* Task goal
Using the records below, quote only the span that opens with the line containing "target | document in hand" and closes with the line containing "target | patterned hijab", exactly and inclusively.

====

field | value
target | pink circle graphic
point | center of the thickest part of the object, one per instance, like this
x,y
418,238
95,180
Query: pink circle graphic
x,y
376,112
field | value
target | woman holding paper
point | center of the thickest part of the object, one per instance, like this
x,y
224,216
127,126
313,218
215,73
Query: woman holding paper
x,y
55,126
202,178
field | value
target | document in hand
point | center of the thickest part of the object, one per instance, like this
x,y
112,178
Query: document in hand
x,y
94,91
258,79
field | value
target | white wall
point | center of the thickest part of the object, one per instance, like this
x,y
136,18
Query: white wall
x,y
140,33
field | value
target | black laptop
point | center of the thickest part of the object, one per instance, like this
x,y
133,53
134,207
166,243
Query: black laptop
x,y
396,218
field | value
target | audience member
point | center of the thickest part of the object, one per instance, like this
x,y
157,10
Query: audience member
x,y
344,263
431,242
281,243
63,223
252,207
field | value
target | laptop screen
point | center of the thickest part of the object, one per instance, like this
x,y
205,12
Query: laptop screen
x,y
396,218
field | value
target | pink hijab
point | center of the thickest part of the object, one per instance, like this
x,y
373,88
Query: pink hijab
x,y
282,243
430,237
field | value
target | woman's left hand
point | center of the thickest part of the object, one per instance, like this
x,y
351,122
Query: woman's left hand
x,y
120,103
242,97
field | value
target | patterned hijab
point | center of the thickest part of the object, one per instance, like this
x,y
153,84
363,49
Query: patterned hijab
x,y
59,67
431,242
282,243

====

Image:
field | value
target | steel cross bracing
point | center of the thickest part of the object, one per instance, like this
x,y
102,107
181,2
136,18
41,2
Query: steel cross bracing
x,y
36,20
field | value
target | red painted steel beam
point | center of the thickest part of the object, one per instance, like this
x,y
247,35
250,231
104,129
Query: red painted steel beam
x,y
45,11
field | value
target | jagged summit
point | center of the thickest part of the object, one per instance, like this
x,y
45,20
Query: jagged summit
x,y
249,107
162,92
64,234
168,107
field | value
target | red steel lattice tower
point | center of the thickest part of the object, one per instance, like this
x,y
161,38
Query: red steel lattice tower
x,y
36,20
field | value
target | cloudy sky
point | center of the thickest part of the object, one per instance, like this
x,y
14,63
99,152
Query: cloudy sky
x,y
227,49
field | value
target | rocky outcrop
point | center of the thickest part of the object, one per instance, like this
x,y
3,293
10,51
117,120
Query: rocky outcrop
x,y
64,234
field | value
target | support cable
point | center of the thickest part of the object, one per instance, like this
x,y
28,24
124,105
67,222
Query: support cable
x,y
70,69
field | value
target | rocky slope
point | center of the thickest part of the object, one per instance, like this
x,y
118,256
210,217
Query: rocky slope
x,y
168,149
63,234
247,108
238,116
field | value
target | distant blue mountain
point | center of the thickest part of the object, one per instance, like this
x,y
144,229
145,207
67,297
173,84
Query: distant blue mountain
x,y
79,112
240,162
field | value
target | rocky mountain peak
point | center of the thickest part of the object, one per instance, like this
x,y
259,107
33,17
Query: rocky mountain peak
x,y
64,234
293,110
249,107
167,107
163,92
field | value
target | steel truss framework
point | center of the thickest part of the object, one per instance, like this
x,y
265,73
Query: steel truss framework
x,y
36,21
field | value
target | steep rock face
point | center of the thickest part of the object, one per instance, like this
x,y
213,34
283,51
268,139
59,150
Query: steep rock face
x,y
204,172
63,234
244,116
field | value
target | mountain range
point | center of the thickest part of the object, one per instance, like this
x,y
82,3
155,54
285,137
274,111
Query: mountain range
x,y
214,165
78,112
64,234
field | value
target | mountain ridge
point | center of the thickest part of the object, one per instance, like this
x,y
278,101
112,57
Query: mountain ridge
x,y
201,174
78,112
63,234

====

* Answer below
target | document in hand
point | center of the thickest part of the object, one per instance, like this
x,y
112,178
Query: document in hand
x,y
94,91
258,79
field | value
target | white wall
point | center of the thickest part of the object, one per instance, like this
x,y
136,18
Query: white wall
x,y
140,33
field | value
target | black laptop
point | center of the thickest part of the object, one per instance, like this
x,y
133,53
134,207
166,243
Query: black laptop
x,y
396,218
field | value
target | audience member
point | center of the thickest part of the object, one per instance, like this
x,y
157,10
Query: audience member
x,y
344,263
431,242
281,243
63,223
252,207
field | value
target | laptop screen
point | center of the thickest part of the object, one per instance, like this
x,y
205,12
Query: laptop screen
x,y
396,218
field | value
target | pink hijab
point | center of the thickest part of the object, one per instance, like this
x,y
373,88
Query: pink hijab
x,y
282,243
430,237
field | value
target | woman's left hand
point | center of the thickest part of the object, one per instance, like this
x,y
351,122
Query: woman's left hand
x,y
120,103
242,97
field | value
target | patterned hijab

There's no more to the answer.